(Collected data entries)
▬▬▬▬▬▬▬▬▬▬

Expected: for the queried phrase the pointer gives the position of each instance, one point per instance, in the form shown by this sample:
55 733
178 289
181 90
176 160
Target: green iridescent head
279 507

▬▬▬▬▬▬▬▬▬▬

**EXERCISE DETAILS**.
Return every line above exactly as it stands.

**WRITTEN RESPONSE**.
Expected: for the queried phrase the pointer gives the position of each instance, one point per instance, in the form shown by this sample:
55 733
178 289
181 90
176 160
Target: green iridescent head
279 507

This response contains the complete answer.